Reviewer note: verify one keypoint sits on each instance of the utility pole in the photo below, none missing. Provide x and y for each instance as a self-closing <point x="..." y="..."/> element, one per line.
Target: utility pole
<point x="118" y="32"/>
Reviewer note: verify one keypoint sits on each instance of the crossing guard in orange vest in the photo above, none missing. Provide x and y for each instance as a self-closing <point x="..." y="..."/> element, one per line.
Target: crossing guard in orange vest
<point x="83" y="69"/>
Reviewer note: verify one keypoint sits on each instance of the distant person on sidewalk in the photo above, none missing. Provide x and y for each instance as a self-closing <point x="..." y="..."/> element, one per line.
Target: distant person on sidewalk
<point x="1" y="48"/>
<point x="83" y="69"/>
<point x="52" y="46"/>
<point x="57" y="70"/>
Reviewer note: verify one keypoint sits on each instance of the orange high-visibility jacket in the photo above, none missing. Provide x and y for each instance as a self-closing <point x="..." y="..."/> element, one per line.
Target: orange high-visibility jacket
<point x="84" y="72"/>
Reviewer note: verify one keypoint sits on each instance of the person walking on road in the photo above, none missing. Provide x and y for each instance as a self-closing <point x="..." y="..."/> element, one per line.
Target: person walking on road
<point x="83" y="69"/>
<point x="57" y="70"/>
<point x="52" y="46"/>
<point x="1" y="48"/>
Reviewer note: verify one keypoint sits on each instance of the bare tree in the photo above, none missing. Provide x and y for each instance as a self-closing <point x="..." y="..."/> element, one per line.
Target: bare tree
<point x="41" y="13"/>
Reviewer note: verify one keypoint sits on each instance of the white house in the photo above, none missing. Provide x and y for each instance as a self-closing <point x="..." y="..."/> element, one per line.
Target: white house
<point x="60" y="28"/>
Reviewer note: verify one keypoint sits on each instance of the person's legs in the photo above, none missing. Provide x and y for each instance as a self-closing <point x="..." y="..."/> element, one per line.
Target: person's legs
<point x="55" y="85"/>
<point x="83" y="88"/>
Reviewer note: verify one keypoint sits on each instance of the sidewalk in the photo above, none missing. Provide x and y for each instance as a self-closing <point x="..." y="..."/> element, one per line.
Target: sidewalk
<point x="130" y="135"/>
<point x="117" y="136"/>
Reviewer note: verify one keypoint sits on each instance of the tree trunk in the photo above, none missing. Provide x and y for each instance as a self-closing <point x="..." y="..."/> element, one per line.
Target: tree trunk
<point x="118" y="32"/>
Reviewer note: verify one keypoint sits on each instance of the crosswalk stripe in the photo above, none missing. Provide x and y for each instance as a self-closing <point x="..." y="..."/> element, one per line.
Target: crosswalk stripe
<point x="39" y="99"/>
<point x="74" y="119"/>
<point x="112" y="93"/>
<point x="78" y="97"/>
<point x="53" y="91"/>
#####
To do
Present each line from the listing that holds the string "above".

Exercise response
Reviewer note: verify one keypoint sits on each instance of the crossing guard in orange vest in the photo above, none missing. Provide x and y for each instance as a self-closing <point x="..." y="..."/> element, one per line.
Reviewer note: verify one keypoint sits on each instance of the distant person on sidewalk in the photo above, none missing. Provide x and y for each instance as a self-closing <point x="..." y="..."/> element, one per line.
Reviewer note: verify one keypoint sits on each instance of the orange high-visibility jacket in the photo above, none missing. Provide x and y for each instance as a self-closing <point x="..." y="..."/> element, one per line.
Reviewer note: verify one keypoint sits on each instance of the person walking on road in the photo above, none missing. Provide x and y for each instance as a self-closing <point x="..." y="..."/> element, one per line.
Reviewer note: verify one keypoint sits on each instance of the bare tree in the photo above, none missing. Provide x and y for each instance as a self-closing <point x="..." y="..."/> element, one per line.
Reviewer note: verify one keypoint sits on each instance of the white house in the photo above, none missing. Provide x and y for each instance as a self-closing <point x="..." y="..."/> element, one per line.
Reviewer note: verify one keypoint sits on each instance of the person's legs in the photo above, none missing. Provide x and y for each instance as a self-closing <point x="..." y="..."/> element, one per line.
Reviewer note: verify one keypoint sits on each instance of the sidewalk in the photo above, none missing. Provide x and y for each instance as a self-closing <point x="..." y="..."/> element, one per line.
Reviewer note: verify one keypoint sits on each instance of the tree trunk in the photo above, none missing. Provide x and y for each instance as a self-closing <point x="..." y="..."/> element, one per line.
Reviewer note: verify one keypoint sits on each instance of the crosswalk stripe in the photo above, none missing. Provide x and y for each instance as a self-closing <point x="..." y="..."/> element, one per line.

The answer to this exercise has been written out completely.